- [Job 1] Could you rewrite the paragraph in the legal text that begins "Ms. Riddle sets out three grounds" as a short list, keeping its main facts?

Best foot forward”: Under the amended Rule, as with the former Rule, the judge’s assessment of issues of fact or mixed fact and law depends on evidence, not just pleaded allegations or speculation from the counsel table. Each party is expected to “put his best foot forward” with evidence and legal submissions on all these questions, including the “genuine issue of material fact”, issue of law, and “real chance of success”. Rule 13.04(4) and (5); Burton, para. 87.

[20]         Ms. Riddle sets out three grounds of alleged liability of the Municipality for the damages she claims against it, namely:  (a) negligence; (b) liability as an occupier pursuant to the Occupier’s Liability Act, SNS 1996 c. 27 (OLA); and (c) breach of duty pursuant to the Municipal Government Act SNS 1998 c. 18 (MGA).

[21]         The first question which is to be addressed is does the challenged pleading disclose a “genuine issue of material fact” either pure or mixed with a question of law.

[22]         In dealing with the claim pursuant to the OLA “occupier” is defined in section 2(a):

2          In this Act,

            (a)        “occupier” means an occupier at common law and includes

                        (i)         a person who is in physical possession of premises, or

                        (ii)       a person who has responsibility for, and control over, the condition of premises, the activities conducted on the premises or the persons allowed to enter the premises,

and for the purpose of this Act, there may be more than one occupier of the same premises:


 

[23]         Sections 3, 4, and 9 of the OLA provide:

3.         This Act applies in place of the rules of common law for the purpose of determining the duty of care that an occupier of premises owes persons entering on the premises in respect of damages to them or their property. 

4.         (1)       An occupier of premises owes a duty to take such care as in all the circumstances of the case is reasonable to see that each person entering on the premises and the property brought on the premises by that person are reasonably safe while on the premises.

Pointing dataset records
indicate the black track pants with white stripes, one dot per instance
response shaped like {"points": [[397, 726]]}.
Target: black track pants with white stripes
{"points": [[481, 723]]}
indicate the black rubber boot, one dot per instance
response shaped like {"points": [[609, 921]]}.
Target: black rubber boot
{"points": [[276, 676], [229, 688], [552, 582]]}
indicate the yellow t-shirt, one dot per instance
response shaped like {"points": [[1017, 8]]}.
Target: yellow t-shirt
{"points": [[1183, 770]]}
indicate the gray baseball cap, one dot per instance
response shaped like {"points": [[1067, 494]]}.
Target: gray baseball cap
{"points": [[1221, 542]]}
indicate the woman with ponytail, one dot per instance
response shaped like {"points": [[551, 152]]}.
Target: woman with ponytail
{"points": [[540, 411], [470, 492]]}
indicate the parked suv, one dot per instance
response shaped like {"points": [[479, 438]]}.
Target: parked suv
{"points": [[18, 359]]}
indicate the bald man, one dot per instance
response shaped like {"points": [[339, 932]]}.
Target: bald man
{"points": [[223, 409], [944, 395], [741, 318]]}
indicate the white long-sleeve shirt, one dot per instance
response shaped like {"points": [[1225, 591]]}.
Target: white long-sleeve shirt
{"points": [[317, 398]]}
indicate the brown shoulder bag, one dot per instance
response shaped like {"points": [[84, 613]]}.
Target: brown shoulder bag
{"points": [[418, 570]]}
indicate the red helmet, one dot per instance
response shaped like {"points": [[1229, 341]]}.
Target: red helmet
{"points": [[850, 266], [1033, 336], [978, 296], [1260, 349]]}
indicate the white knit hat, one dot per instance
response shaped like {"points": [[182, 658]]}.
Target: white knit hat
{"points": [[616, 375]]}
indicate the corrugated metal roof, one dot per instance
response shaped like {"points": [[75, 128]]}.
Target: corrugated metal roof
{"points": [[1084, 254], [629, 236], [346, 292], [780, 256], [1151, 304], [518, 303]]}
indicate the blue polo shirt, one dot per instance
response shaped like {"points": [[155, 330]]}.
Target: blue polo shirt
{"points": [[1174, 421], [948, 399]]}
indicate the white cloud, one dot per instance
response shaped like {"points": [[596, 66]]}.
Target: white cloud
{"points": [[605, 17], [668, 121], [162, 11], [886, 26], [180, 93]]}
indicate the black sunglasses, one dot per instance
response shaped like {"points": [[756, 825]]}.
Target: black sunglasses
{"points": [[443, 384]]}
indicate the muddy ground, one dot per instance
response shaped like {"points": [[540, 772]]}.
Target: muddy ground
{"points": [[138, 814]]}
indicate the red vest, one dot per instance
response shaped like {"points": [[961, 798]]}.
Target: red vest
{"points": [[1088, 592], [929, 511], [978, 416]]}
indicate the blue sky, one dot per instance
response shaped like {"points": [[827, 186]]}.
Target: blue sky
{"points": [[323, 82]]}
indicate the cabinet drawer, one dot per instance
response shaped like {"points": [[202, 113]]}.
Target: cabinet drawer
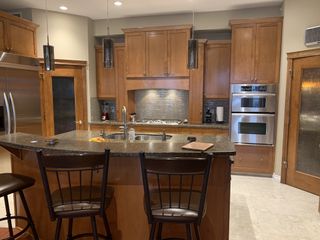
{"points": [[253, 159]]}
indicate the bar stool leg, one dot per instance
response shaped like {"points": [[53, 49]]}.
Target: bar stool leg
{"points": [[94, 228], [159, 231], [69, 237], [26, 209], [106, 226], [153, 228], [6, 202], [58, 227], [189, 234], [196, 230]]}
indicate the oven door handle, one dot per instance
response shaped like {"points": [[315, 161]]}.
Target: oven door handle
{"points": [[253, 94]]}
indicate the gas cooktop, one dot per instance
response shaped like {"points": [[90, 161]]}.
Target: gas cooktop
{"points": [[160, 121]]}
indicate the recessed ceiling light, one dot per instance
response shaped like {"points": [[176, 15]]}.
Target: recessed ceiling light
{"points": [[63, 8], [117, 3]]}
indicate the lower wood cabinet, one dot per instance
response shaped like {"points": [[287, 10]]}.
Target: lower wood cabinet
{"points": [[253, 159]]}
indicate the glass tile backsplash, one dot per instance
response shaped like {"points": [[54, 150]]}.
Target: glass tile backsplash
{"points": [[161, 104]]}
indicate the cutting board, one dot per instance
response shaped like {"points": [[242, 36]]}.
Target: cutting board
{"points": [[197, 146]]}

- [Job 2] Can you rewrite the listing from the line that has "indicate the oven" through the end of the listing, putting "Label" wherever "Target" appears and changing nothing else?

- [Worked answer 1]
Ms. Riddle claims the Municipality is liable for her damages on three grounds:
- negligence
- liability as an occupier under the Occupier's Liability Act, SNS 1996 c. 27 (OLA)
- breach of duty under the Municipal Government Act, SNS 1998 c. 18 (MGA)

- [Worked answer 2]
indicate the oven door handle, one dot per instance
response shaped like {"points": [[315, 161]]}.
Label: oven door handle
{"points": [[253, 94]]}
indicate the gas cooktop, one dot per instance
response shaped like {"points": [[90, 161]]}.
Label: gas cooktop
{"points": [[160, 121]]}
indicate the recessed ceiling light, one dot per instance
response shaped like {"points": [[176, 15]]}.
Label: recessed ceiling light
{"points": [[63, 8], [117, 3]]}
indicate the lower wood cabinet, one dot per instance
response shaped like {"points": [[287, 10]]}.
Label: lower wood cabinet
{"points": [[253, 159]]}
indicate the glass tile backsplash, one dot per instance
response shaped like {"points": [[54, 150]]}.
Label: glass tile backsplash
{"points": [[161, 104]]}
indicate the cutting board, one dot per instance
response shaped like {"points": [[242, 36]]}.
Label: cutting board
{"points": [[197, 146]]}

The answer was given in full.